◆ Try it
The full listing is to be returned exactly as given, but without pictures.

◆ Supplied records
%%

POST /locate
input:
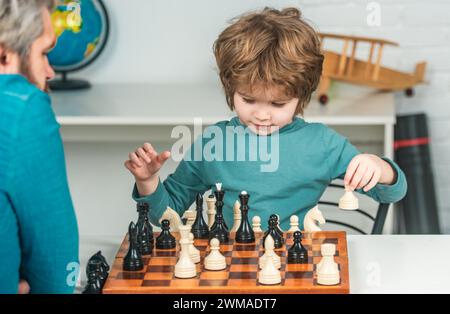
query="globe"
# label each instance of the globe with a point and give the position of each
(82, 29)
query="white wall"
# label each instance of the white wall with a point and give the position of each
(171, 41)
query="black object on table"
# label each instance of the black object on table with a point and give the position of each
(245, 232)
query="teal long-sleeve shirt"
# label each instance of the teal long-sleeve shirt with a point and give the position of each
(308, 157)
(38, 227)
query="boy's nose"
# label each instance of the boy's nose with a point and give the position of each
(262, 115)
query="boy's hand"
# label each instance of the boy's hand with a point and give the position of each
(366, 171)
(145, 163)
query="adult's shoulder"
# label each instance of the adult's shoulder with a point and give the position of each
(22, 105)
(16, 90)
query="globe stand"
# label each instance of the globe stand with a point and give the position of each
(65, 84)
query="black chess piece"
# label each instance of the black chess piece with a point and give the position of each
(200, 229)
(219, 232)
(145, 230)
(297, 254)
(245, 232)
(165, 240)
(97, 272)
(133, 259)
(219, 229)
(278, 241)
(277, 227)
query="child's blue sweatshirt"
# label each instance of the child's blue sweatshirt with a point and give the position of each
(310, 156)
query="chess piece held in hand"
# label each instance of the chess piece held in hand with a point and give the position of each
(348, 201)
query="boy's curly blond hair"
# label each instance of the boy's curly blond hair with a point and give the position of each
(273, 48)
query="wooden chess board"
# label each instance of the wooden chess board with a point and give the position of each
(240, 276)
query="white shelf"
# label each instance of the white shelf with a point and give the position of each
(143, 105)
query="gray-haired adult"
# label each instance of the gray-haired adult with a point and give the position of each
(38, 227)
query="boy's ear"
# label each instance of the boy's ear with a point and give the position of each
(9, 61)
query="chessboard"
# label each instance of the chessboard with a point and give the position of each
(240, 276)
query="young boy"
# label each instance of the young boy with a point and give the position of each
(270, 63)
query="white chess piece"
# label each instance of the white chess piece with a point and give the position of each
(269, 275)
(294, 224)
(237, 216)
(313, 217)
(185, 267)
(349, 201)
(215, 260)
(190, 215)
(194, 253)
(256, 224)
(173, 217)
(327, 269)
(211, 204)
(269, 253)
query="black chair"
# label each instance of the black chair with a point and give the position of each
(378, 220)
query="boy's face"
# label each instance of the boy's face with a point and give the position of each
(264, 109)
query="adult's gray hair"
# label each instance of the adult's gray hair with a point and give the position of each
(21, 24)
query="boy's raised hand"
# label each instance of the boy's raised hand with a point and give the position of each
(366, 171)
(145, 162)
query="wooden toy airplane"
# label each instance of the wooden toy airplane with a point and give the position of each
(342, 67)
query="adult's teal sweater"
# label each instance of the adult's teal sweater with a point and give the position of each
(38, 227)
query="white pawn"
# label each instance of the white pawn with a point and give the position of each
(269, 275)
(327, 269)
(269, 254)
(237, 216)
(294, 224)
(194, 253)
(349, 201)
(256, 224)
(215, 260)
(185, 267)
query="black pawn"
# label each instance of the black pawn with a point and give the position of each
(219, 232)
(97, 272)
(219, 229)
(145, 230)
(245, 232)
(133, 259)
(273, 232)
(200, 229)
(277, 228)
(297, 254)
(165, 240)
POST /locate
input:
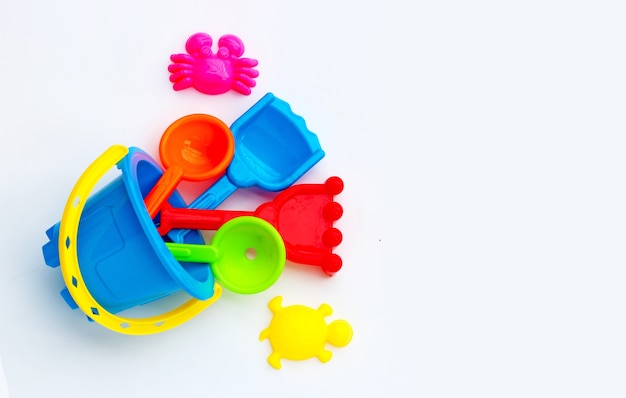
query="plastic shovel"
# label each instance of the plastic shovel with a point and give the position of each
(303, 214)
(194, 148)
(273, 148)
(246, 254)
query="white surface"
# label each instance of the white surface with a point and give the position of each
(482, 148)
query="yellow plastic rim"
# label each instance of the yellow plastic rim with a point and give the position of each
(68, 236)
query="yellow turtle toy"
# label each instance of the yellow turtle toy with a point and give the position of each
(298, 332)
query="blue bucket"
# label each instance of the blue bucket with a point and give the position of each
(123, 260)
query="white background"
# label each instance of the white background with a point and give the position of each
(482, 149)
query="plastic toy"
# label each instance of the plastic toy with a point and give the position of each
(194, 148)
(303, 214)
(273, 148)
(213, 73)
(247, 255)
(298, 332)
(112, 257)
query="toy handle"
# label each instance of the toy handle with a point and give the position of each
(70, 268)
(209, 199)
(163, 189)
(176, 217)
(193, 253)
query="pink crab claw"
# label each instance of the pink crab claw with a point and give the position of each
(199, 45)
(213, 73)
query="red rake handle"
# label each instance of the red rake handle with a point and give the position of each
(211, 220)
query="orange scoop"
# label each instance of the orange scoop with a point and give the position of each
(194, 148)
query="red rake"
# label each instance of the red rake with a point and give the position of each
(303, 214)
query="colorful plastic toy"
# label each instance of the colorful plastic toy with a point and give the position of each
(273, 148)
(112, 257)
(213, 73)
(194, 148)
(298, 332)
(247, 255)
(303, 214)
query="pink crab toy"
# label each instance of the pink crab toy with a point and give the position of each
(213, 73)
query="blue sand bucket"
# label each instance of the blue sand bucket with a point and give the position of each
(123, 260)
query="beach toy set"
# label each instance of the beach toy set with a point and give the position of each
(136, 241)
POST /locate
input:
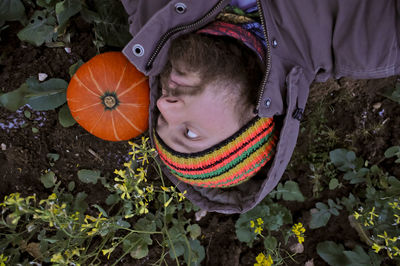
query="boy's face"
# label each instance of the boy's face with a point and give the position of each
(193, 117)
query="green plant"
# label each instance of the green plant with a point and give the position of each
(375, 211)
(62, 229)
(323, 213)
(269, 216)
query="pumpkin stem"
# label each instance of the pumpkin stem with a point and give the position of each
(110, 101)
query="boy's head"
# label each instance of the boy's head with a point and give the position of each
(207, 133)
(209, 89)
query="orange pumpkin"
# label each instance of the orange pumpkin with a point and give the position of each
(109, 97)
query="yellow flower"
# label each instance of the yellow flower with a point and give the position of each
(397, 253)
(108, 251)
(182, 195)
(394, 204)
(168, 202)
(150, 189)
(376, 247)
(372, 214)
(125, 192)
(258, 230)
(165, 189)
(387, 238)
(3, 259)
(357, 215)
(299, 231)
(397, 218)
(252, 224)
(143, 207)
(58, 258)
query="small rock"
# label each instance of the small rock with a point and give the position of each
(200, 214)
(297, 248)
(377, 105)
(42, 76)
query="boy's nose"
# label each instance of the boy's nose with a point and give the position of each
(171, 109)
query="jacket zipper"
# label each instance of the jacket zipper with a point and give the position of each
(268, 69)
(164, 38)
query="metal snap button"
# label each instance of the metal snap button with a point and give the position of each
(180, 8)
(267, 103)
(138, 50)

%%

◆ Exercise output
POST /locate
input:
query="globe"
# label each instance of the globe with a point and give the position of each
(82, 29)
query="white wall"
# label each instance of the white wall with a point and give the position of each
(171, 41)
query="black object on table"
# label each instance of the black object on table with a point and give the position of each
(245, 232)
query="teal long-sleeve shirt"
# label each instance of the teal long-sleeve shirt with a point and give the position of each
(308, 157)
(38, 227)
query="boy's nose"
# label each instance of the boy's nose with a point and give the position of each
(262, 115)
query="boy's hand"
# label each instance of the boy's hand with a point and give the position of each
(366, 171)
(145, 163)
query="adult's shoulder"
# label each instance of the adult's shoulder with a point and give the position of each
(22, 105)
(16, 90)
query="globe stand"
# label each instance of the globe stand with a point and give the position of each
(65, 84)
query="black chess piece"
# label each instance of the black chess piece with a point and give the position of each
(200, 229)
(219, 232)
(145, 230)
(297, 254)
(245, 232)
(165, 240)
(97, 272)
(133, 259)
(219, 229)
(278, 241)
(277, 227)
query="child's blue sweatshirt"
# label each instance of the child's blue sweatshirt with a point and give the position of each
(310, 156)
query="chess piece held in hand"
# label each instance of the chess piece held in hand with a point and give the position of each
(348, 201)
query="boy's curly blond hair"
# label each instance of the boy's curly blond hair with a point and give the position of each
(273, 48)
query="wooden chess board"
# label each instance of the wooden chess board with a point and give the position of each
(240, 276)
query="white shelf"
# label each instance of the white shelf with a point and give the position of each
(143, 105)
query="gray-haired adult"
# label each instance of the gray-haired adult with a point and give the position of each
(38, 227)
query="boy's ear"
# label each instance of the boy's ear with a point and give the position of each
(9, 61)
query="chessboard"
# label each instance of the chessboard with a point and give the position of each
(240, 276)
query="young boy"
# label each instance of the young boy with a point and give the position of each
(270, 63)
query="white chess piece"
# label each instance of the white chess piece with a point and give the position of each
(269, 275)
(294, 224)
(237, 216)
(313, 217)
(185, 267)
(349, 201)
(215, 260)
(190, 215)
(194, 253)
(256, 224)
(173, 217)
(327, 269)
(211, 204)
(269, 253)
query="black chair"
# label each instance of the black chair with a point and give the position of each
(378, 220)
query="boy's face"
# label each instance of the boy's face with a point and give the position of each
(264, 109)
query="adult's gray hair"
# label each instance of the adult's gray hair with a point and give the position of each
(21, 24)
query="boy's raised hand"
# label each instance of the boy's raised hand with a point and give the position of each
(366, 171)
(145, 162)
query="wooden toy airplane"
# label each instance of the wooden toy airplane with a point and give the position of each
(342, 67)
query="adult's teal sweater"
# label each instance of the adult's teal sweater with a point and give the position of each
(38, 227)
query="white pawn"
# label each instance of the white pawn with a point and give the position of each
(269, 275)
(327, 269)
(269, 254)
(237, 216)
(294, 224)
(194, 253)
(349, 201)
(256, 224)
(215, 260)
(185, 267)
query="black pawn"
# label each instance of the black pawn with a point and give the position of each
(219, 232)
(97, 272)
(219, 229)
(145, 230)
(245, 232)
(133, 259)
(273, 232)
(200, 229)
(277, 228)
(297, 254)
(165, 240)
POST /locate
input:
query="plastic shovel"
# label each instance of the plastic shovel with a point and give the position of each
(303, 214)
(194, 148)
(273, 148)
(246, 254)
query="white surface"
# label each instance of the white surface with a point and give the position of each
(482, 148)
query="yellow plastic rim"
# label each instance of the yellow plastic rim with a point and give the position of each
(68, 236)
query="yellow turtle toy"
# label each instance of the yellow turtle toy with a point and give the position of each
(298, 332)
query="blue bucket"
# label each instance of the blue bucket with a point and give the position of each
(123, 260)
query="white background"
# label each instance of the white background with a point and give the position of each
(482, 149)
query="plastic toy"
# label each instance of the plastic toy with a point and give the position of each
(194, 148)
(303, 214)
(273, 148)
(213, 73)
(247, 255)
(298, 332)
(112, 257)
query="toy handle"
# label each instance of the toy handle with a point and give the position of each
(70, 268)
(209, 199)
(163, 189)
(176, 217)
(193, 253)
query="pink crab claw"
# label each instance of the pink crab claw with a point and give the position of each
(199, 45)
(213, 73)
query="red rake handle"
# label each instance of the red rake handle with a point and give the position of each
(211, 220)
query="orange scoop"
# label each instance of the orange scoop with a point and give the position of each
(194, 148)
query="red rake"
# label each instance of the red rake with a point and give the position of each
(303, 214)
query="colorful plastic toy"
# label each instance of the colorful plastic toy with a point and give the position of each
(273, 148)
(112, 257)
(213, 73)
(194, 148)
(298, 332)
(247, 255)
(303, 214)
query="pink crab toy"
# label each instance of the pink crab toy with a point and give the position of each
(213, 73)
query="blue sand bucket"
# label each instance of the blue sand bucket with a point and give the position of each
(123, 260)
query="beach toy set"
# label each instance of the beach toy set with a point and give the position of each
(136, 241)
POST /locate
input:
query="boy's face"
# label each instance of the boy's face with a point and give the position of each
(193, 117)
query="green plant"
# label each instance of the green plant with a point and give the position of each
(375, 211)
(62, 229)
(323, 213)
(269, 216)
query="pumpkin stem"
# label each instance of the pumpkin stem with a point and give the position of each
(110, 101)
query="boy's head"
# label each instance of the boy's head with a point and give the position of each
(207, 133)
(209, 89)
query="orange pumpkin"
# label each instance of the orange pumpkin with a point and give the position of each
(109, 97)
query="yellow flower"
# label each instance of the yellow flower with a point and give the position of each
(397, 253)
(108, 251)
(182, 195)
(394, 204)
(168, 202)
(150, 189)
(376, 247)
(372, 214)
(125, 192)
(258, 230)
(165, 189)
(387, 238)
(3, 259)
(357, 215)
(299, 231)
(397, 218)
(252, 224)
(143, 207)
(58, 258)
query="small rock"
# label each instance of the small rock with a point and give the position of each
(200, 214)
(297, 248)
(377, 105)
(42, 76)
query="boy's nose"
# label each instance of the boy's nose with a point and give the position of each
(171, 109)
query="jacket zipper"
# label each instance of the jacket zipper with a point and give the position of each
(268, 69)
(164, 38)
query="metal snap button"
# label each instance of the metal snap button with a point and give the position of each
(180, 8)
(267, 103)
(138, 50)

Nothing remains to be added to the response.